==== Excerpted data
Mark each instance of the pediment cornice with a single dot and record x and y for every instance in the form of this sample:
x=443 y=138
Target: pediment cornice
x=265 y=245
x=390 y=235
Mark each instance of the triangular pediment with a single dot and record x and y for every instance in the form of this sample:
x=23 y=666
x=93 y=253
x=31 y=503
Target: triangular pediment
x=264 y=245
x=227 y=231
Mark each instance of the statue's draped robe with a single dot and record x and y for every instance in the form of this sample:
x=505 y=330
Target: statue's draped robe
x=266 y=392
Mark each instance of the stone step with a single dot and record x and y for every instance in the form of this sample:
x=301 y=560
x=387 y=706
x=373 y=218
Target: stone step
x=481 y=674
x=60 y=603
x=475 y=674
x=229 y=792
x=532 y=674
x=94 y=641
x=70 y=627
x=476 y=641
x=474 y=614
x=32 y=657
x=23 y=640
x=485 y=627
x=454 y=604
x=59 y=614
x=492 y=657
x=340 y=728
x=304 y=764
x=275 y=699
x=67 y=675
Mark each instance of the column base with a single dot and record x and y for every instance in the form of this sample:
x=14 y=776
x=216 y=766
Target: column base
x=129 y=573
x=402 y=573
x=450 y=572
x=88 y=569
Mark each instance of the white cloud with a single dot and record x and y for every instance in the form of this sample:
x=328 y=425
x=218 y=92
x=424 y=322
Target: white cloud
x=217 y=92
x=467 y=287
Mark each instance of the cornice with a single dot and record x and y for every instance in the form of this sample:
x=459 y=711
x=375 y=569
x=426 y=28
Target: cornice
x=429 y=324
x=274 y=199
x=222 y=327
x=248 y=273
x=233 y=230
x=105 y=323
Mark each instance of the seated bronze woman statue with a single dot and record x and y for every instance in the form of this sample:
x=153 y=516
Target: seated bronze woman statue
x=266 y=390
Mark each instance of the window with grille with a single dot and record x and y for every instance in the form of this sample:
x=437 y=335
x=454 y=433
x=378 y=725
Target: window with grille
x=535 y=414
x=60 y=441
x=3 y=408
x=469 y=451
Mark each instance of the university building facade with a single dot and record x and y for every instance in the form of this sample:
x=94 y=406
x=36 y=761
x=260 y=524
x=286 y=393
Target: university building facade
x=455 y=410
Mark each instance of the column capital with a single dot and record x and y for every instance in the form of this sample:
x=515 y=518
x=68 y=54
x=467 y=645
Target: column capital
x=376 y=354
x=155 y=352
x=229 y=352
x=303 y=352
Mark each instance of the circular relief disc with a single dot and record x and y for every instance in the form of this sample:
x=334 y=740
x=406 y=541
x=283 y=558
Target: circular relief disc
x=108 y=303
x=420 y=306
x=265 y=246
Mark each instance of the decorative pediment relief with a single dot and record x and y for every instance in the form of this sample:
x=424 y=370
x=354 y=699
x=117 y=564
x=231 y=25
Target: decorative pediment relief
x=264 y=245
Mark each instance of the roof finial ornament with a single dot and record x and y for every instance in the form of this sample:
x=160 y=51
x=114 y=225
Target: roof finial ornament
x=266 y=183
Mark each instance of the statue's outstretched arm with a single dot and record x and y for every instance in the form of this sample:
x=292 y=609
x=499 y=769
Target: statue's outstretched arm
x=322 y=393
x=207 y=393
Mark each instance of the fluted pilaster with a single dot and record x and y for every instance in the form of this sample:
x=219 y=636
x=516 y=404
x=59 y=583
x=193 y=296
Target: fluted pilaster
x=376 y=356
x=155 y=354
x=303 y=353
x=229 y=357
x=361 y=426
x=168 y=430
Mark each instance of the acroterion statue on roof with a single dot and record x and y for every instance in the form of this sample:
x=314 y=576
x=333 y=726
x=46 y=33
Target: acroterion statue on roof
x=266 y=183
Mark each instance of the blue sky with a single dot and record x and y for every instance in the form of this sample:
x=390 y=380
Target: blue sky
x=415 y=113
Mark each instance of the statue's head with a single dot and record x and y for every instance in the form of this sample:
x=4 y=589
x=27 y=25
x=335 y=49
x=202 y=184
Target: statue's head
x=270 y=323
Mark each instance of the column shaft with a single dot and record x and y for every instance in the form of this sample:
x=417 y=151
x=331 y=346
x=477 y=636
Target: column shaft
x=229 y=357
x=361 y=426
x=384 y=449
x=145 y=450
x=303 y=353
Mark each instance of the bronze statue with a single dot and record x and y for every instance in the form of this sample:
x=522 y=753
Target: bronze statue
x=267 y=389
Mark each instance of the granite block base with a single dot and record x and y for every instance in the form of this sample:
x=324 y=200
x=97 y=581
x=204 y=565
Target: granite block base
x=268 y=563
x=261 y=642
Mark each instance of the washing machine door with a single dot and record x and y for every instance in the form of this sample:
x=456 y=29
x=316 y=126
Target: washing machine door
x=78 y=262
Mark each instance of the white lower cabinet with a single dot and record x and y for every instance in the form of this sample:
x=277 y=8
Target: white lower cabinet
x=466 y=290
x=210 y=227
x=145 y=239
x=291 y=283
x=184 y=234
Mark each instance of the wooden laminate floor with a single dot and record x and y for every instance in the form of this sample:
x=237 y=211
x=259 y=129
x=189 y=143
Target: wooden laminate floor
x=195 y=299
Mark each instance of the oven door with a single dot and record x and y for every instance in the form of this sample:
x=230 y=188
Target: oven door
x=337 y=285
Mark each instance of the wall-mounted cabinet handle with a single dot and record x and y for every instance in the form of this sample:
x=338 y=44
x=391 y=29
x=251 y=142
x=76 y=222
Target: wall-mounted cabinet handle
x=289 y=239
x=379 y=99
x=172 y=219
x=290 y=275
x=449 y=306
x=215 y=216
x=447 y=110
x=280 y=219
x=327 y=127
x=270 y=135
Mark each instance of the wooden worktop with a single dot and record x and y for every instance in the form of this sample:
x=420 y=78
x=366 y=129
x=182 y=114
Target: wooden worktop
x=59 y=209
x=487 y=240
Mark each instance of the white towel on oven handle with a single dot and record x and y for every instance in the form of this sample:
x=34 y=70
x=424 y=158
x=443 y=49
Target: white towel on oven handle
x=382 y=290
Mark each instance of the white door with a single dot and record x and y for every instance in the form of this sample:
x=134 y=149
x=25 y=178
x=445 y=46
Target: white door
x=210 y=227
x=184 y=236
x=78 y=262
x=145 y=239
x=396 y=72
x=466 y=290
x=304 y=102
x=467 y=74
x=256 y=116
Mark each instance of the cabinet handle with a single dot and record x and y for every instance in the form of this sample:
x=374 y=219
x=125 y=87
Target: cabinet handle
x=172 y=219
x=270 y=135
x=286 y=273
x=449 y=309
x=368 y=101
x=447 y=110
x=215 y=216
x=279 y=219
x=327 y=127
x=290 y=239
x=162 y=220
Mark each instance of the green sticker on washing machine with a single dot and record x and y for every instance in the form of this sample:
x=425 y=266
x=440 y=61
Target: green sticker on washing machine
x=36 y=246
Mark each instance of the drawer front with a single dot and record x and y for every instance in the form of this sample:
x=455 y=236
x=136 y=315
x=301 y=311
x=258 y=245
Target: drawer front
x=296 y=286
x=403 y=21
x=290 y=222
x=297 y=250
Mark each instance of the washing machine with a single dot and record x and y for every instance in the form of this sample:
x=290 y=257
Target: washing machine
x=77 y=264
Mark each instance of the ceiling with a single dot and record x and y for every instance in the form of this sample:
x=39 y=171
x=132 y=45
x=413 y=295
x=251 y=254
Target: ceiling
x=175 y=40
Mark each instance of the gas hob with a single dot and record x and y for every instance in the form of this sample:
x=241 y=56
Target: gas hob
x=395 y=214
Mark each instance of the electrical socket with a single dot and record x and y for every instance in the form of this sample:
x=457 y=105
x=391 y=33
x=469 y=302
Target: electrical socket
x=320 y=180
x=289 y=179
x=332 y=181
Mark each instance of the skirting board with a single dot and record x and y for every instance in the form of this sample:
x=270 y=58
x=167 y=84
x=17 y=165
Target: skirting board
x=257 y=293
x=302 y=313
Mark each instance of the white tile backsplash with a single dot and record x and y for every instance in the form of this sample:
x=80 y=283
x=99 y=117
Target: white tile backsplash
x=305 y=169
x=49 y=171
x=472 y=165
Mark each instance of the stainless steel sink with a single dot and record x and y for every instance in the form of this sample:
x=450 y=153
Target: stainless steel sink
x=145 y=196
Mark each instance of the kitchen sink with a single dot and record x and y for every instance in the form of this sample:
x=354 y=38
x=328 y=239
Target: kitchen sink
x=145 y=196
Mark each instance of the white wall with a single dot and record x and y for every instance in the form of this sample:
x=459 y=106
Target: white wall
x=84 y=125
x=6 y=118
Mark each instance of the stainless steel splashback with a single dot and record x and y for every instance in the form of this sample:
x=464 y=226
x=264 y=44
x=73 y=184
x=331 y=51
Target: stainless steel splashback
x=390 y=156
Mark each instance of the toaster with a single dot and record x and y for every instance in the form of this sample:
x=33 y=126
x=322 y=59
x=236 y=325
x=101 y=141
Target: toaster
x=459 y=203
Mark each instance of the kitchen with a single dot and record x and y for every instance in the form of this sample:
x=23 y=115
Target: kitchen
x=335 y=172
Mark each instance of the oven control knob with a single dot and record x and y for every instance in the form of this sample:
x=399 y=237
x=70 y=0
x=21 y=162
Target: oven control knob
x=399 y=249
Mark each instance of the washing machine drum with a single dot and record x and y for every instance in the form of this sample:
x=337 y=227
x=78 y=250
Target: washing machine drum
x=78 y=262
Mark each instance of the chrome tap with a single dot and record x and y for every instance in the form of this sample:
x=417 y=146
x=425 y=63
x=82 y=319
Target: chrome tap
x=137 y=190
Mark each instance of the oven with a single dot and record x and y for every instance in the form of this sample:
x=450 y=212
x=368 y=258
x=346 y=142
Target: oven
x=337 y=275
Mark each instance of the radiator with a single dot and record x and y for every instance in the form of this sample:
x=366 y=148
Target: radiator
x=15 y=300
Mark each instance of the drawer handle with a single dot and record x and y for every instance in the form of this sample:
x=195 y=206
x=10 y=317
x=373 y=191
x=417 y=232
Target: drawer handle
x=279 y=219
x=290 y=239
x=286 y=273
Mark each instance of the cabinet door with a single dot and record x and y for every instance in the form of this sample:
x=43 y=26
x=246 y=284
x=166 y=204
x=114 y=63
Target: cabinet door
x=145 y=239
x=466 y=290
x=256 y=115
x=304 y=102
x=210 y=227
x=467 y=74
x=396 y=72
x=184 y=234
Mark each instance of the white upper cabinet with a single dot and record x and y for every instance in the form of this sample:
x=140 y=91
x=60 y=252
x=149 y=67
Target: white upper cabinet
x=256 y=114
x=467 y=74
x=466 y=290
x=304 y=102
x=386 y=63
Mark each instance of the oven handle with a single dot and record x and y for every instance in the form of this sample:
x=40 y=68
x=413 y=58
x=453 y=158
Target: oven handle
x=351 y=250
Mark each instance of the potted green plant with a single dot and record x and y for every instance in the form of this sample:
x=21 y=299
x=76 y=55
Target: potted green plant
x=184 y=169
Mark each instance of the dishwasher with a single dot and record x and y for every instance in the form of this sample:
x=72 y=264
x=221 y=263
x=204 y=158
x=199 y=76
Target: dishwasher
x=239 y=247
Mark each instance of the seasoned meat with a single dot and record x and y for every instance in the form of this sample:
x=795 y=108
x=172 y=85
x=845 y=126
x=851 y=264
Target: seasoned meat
========
* [Activity] Set down, exactly as they appear above, all lines from the one that has "Target: decorative pediment relief" down to the one that has "Mark each instance of the granite", including those two and no others.

* [Task response]
Target: decorative pediment relief
x=264 y=245
Mark each instance of the roof finial ornament with a single dot and record x and y for every instance in the form of this sample:
x=160 y=51
x=114 y=225
Target: roof finial ornament
x=266 y=183
Mark each instance of the statue's outstretched arm with a single dot and record x and y for every instance in the form of this sample:
x=292 y=609
x=499 y=769
Target: statue's outstretched arm
x=322 y=393
x=207 y=393
Mark each instance of the fluted pilaster with a single dot and record x and y for every instance in the form of this sample:
x=219 y=636
x=516 y=404
x=59 y=583
x=193 y=296
Target: fluted pilaster
x=376 y=356
x=155 y=354
x=303 y=353
x=229 y=357
x=361 y=426
x=168 y=430
Mark each instance of the acroterion statue on roof with a single dot and record x and y for every instance in the form of this sample:
x=314 y=576
x=333 y=726
x=46 y=33
Target: acroterion statue on roof
x=266 y=183
Mark each instance of the blue sky with a single dot and record x and y for every instance in the form of this sample:
x=390 y=380
Target: blue sky
x=415 y=113
Mark each instance of the statue's head with a single dot and record x and y for every instance in the form of this sample:
x=4 y=589
x=27 y=25
x=335 y=49
x=202 y=184
Target: statue's head
x=270 y=323
Mark each instance of the column shaft with a single dot and record x and y for every instance in the form of this sample:
x=417 y=151
x=331 y=346
x=477 y=636
Target: column shaft
x=229 y=357
x=361 y=426
x=384 y=449
x=145 y=450
x=303 y=353
Mark each instance of the bronze statue with a single dot and record x and y for every instance in the form of this sample:
x=522 y=753
Target: bronze statue
x=267 y=389
Mark each instance of the granite block base with a single dot and record x and y for every instance in the form of this sample:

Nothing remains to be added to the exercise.